_How to complete this task_
For this exercise, copy all the data exactly and include none of the pictures.

Records from a collection:
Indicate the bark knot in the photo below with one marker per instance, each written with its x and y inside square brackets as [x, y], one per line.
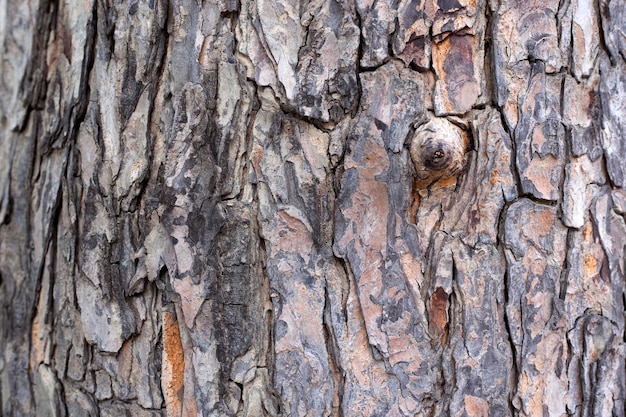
[438, 150]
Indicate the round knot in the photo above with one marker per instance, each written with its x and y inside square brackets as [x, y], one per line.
[438, 150]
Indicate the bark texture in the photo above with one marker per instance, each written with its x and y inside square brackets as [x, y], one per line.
[312, 208]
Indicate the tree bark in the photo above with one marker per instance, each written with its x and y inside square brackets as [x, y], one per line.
[312, 208]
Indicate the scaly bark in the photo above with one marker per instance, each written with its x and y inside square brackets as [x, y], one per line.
[320, 208]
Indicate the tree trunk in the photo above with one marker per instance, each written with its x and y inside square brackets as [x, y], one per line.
[320, 208]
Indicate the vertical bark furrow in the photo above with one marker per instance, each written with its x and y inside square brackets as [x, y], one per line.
[325, 207]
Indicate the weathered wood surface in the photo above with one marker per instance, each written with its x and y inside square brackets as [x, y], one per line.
[320, 208]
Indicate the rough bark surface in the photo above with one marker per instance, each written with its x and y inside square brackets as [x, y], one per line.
[312, 208]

_Finished exercise_
Indicate the bark knot in the photo below with one marker per instance, each written with its x and y inside square brackets as [x, y], one per line.
[438, 150]
Indicate the round knot in the photo above with one marker per instance, each written with its x and y inside square brackets as [x, y], one per line.
[438, 150]
Indicate the bark texture in the photo above with one marker per instance, each written with its x and y inside square brackets as [x, y], one per line.
[312, 208]
Indicate the tree bark in the photo above with one marker per instance, each written with its x and y inside square brackets as [x, y], one per line.
[312, 208]
Indicate the scaly bark in the photo above with one marker per instance, each written with its x and y inside square brackets as [x, y], one per line.
[320, 208]
Indicate the tree trunk in the photo above with one marker per instance, each written with its x and y inside square brackets as [x, y], one per line.
[320, 208]
Indicate the vertical bark furrow in the photo above with one marker per instance, each written with its x and y inside square brackets as [x, y], one per line.
[325, 207]
Indicate the weathered wood surface in the photo above with one marker per instance, each written with its x and y inside square brackets as [x, y], one per line.
[320, 208]
Indicate the rough bark surface in the photo above with one marker per instance, each written with its x and y inside square brackets as [x, y], one per line.
[312, 208]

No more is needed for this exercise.